-- Data shown follows --
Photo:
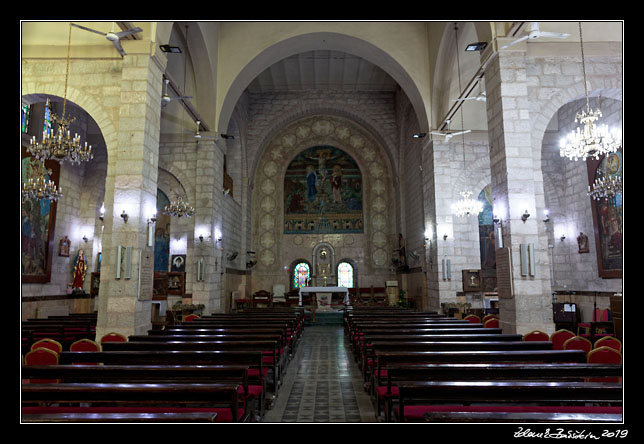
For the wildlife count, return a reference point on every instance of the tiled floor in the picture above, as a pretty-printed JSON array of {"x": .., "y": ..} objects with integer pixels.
[{"x": 323, "y": 383}]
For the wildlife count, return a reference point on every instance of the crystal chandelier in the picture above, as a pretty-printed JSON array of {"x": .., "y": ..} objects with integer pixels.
[
  {"x": 591, "y": 140},
  {"x": 179, "y": 208},
  {"x": 61, "y": 146},
  {"x": 605, "y": 187},
  {"x": 38, "y": 186},
  {"x": 466, "y": 205}
]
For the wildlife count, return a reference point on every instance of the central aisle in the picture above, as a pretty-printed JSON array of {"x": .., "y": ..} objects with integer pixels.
[{"x": 323, "y": 382}]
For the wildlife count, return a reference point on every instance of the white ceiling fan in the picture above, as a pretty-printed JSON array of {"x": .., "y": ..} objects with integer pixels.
[
  {"x": 449, "y": 134},
  {"x": 535, "y": 33},
  {"x": 165, "y": 98},
  {"x": 114, "y": 37},
  {"x": 479, "y": 98}
]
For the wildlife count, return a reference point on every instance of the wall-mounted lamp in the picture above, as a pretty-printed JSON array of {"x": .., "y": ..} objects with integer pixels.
[{"x": 525, "y": 216}]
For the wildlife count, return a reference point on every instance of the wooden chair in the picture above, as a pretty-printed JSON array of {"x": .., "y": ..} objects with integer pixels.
-- Data shown concluded --
Print every line of the data exactly. Pictures do not belong in the copy.

- [Response to this task]
Photo:
For the wildlife count, return a reference point on every instance of the tiled floor in the picture above, as a pretty-printed JSON array of {"x": .., "y": ..} objects with integer pixels.
[{"x": 323, "y": 383}]
For the wildlife count, return a reference point on every instance of the crystal chandelier in the picture above, as a pretty-printed JSON array of {"x": .., "y": ..} objects with integer pixels.
[
  {"x": 591, "y": 140},
  {"x": 179, "y": 208},
  {"x": 61, "y": 146},
  {"x": 605, "y": 187},
  {"x": 38, "y": 186},
  {"x": 466, "y": 205}
]
For the wildlife count, return a reference point on every instance of the central aisle in the picture above, as a pretty-printed JSON array of {"x": .., "y": ..} objects with integer pixels.
[{"x": 323, "y": 382}]
For the wildlife count, return a reference point on every instance of the white ceiling fan in the picture above, as a pretty-printed JSON array of {"x": .., "y": ..} objects with integer pixels.
[
  {"x": 449, "y": 134},
  {"x": 535, "y": 33},
  {"x": 165, "y": 98},
  {"x": 114, "y": 37},
  {"x": 479, "y": 98}
]
For the wildlife count, return a reference point on every instance of the wall-mounted lamp in the picture above, as a pretty-printed JSON array of {"x": .., "y": ..} objects with integer pixels.
[{"x": 525, "y": 216}]
For the wildlife count, return a reference point on every instance of the wooden chair in the picture above, as a pretty-printed JSON array of {"x": .., "y": ..} objects with integer pixels.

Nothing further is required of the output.